* begin INPUT RECORDS *

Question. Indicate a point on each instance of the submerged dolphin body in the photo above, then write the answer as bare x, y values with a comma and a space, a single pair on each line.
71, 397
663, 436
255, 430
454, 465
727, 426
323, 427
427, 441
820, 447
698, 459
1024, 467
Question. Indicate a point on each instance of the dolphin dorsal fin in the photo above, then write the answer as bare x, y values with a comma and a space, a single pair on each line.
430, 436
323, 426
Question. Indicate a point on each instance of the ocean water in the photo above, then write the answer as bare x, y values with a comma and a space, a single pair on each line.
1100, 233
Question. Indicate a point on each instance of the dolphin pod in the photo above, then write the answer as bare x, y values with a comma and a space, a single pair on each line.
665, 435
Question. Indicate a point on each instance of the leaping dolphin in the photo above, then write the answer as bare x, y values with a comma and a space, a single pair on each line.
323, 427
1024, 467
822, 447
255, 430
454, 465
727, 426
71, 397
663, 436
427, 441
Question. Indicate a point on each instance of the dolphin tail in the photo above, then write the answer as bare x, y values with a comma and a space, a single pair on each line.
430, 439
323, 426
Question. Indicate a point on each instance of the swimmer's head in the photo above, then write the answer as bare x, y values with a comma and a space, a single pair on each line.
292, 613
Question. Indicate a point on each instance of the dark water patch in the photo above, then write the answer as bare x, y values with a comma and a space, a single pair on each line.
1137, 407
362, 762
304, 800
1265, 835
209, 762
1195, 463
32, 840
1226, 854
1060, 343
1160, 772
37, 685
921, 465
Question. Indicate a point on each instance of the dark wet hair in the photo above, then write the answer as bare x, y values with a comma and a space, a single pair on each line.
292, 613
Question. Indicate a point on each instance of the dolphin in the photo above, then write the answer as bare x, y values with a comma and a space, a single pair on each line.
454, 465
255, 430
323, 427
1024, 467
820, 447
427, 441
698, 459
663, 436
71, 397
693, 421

* end INPUT RECORDS *

**YOUR INSTRUCTIONS**. Reproduce every line of the data above, character for character, with no changes.

**EXERCISE ANSWER**.
Question. Indicate a point on each instance of the submerged dolphin body in the photo above, then write the answer as bare x, y values with a comma and a space, a single pair on each line.
71, 397
663, 436
255, 430
454, 465
727, 426
323, 427
427, 441
820, 447
698, 459
1024, 467
Question. Indicate a point on each instance of the dolphin dorsal fin in the photo above, then write the answer as bare x, y values with a comma and a space, a single pair on each line.
430, 436
323, 426
Question. Indicate a point on each instance of the ocean water in the photo above, then write the answer as bare x, y values with a comma and a space, a single pair on each line.
1100, 233
Question. Indicate a point on each instance of the dolphin pod in the photo above, then write the answer as bare x, y values with a comma and a space, a single pair on each line.
665, 435
Question. Indicate a point on each instance of the leaping dolphin in the photo above, then write the answer as bare x, y values with a comma and a space, a single pair on each line.
323, 427
1024, 467
822, 447
255, 430
454, 465
727, 426
71, 397
663, 436
427, 441
Question. Indicate a point on each instance of the dolphin tail in the photo above, then write the answer as bare x, y values with a comma and a space, a single pair on each line.
430, 439
323, 426
Question. Indicate a point on each instance of the swimmer's head in the photo above, then write the answer as bare x, y values with a comma and a space, a single pair on each line.
292, 613
Question. Indicate a point on each instance of the dark water patch in the photo above, then write the answer as bare x, y values with a comma and a space, a single pair on each line.
1137, 407
362, 762
304, 800
1265, 835
209, 762
1195, 463
32, 840
1226, 854
1060, 343
1160, 772
37, 685
921, 465
Question. Indicate a point on each instance of the dark wet hair in the photo above, then write the answer as bare x, y values with a comma and a space, a single pair on each line.
292, 613
Question. Indicate a point on each instance of the dolphin in the photo above, then write the answer as bare x, y values with a comma and a space, a single pair on each line.
454, 465
255, 430
323, 427
1024, 467
820, 447
427, 441
698, 459
663, 436
71, 397
693, 421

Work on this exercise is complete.